• **Written instruction A**
In the post on multiculturalism and moral decay, where was the tri-diocesan catechetical congress held?
• **Written instruction B**
Why, according to the post on multiculturalism and moral decay, were the young adults in Haugaard's classes unable to take a moral stand against the ritual murder in the story? Answer in one to three sentences.
• **Written instruction C**
Continue the post on multiculturalism and moral decay from the point where it stops.

• **Passage provided**
============

Sunday, October 24, 2010

Multiculturalism and Moral Decay

Archbishop Chaput's powerful address to a tri-diocesan catechetical congress held in Victoria, British Columbia on Friday and Saturday, Oct. 15 and 16, 2010.

Describing a teacher's experience of student responses to the short story, The Lottery,how they changed from shock and indignation in the 1970s to multicultural sensitivity and understanding in the 1990s, Chaput notes that
Our culture is doing catechesis every day. It works like water dripping on a stone, eroding people’s moral and religious sensibilities, and leaving a hole where their convictions used to be.
Without a strong confident Catholic catechesis to enable young people to swim against the stream, they lose their moral bearings. Speaking of the teacher, Kay Haugaard, who wrote an essay on her experience of teaching The Lottery over decades, Chaput says,
Haugaard’s experience teaches us that it took less than a generation for this catechesis to produce a group of young adults who were unable to take a moral stand against the ritual murder of a young woman. Not because they were cowards. But because they lost their moral vocabulary.

Haugaard’s students seemingly grew up in a culture shaped by practical atheism and moral relativism. In other words, they grew up in an environment that teaches, in many different ways, that God is irrelevant, and that good and evil, right and wrong, truth and falsehood can’t exist in any absolute sense.

============

• **Data excerpt**
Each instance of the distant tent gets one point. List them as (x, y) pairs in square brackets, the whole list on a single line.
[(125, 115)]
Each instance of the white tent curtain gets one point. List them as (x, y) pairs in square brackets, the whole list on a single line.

============

• **Exercise output A**
Victoria, British Columbia.

• **Exercise output B**
The post says it was not because they were cowards but because they had lost their moral vocabulary. That loss came from a culture that does its own catechesis every day and erodes people's moral and religious sensibilities like water dripping on a stone.

• **Exercise output C**
The problem, he argues, lies with the adults--parents and teachers--who fell into easy accommodation with the new barbarism, surrounding, increasingly amoral culture, were embarrassed by their faith, and so unable to teach or model it convincingly.
Instead of changing the culture around us, we Christians have allowed ourselves to be changed by the culture. We’ve compromised too cheaply. We’ve hungered after assimilating and fitting in. And in the process, we’ve been bleached out and absorbed by the culture we were sent to make holy.
His remarks are a call to courage, humility, obedience, and zeal.
We need to stop calling ourselves “Catholic” if we don’t stand with the Church in her teachings – all of them. But if we really are Catholic, or at least if we want to be, then we need to act like it with obedience and zeal and a fire for Jesus Christ in our hearts. God gave us the faith in order to share it. This takes courage. It takes a deliberate dismantling of our own vanity. When we do that, the Church is strong. When we don’t, she grows weak. It’s that simple.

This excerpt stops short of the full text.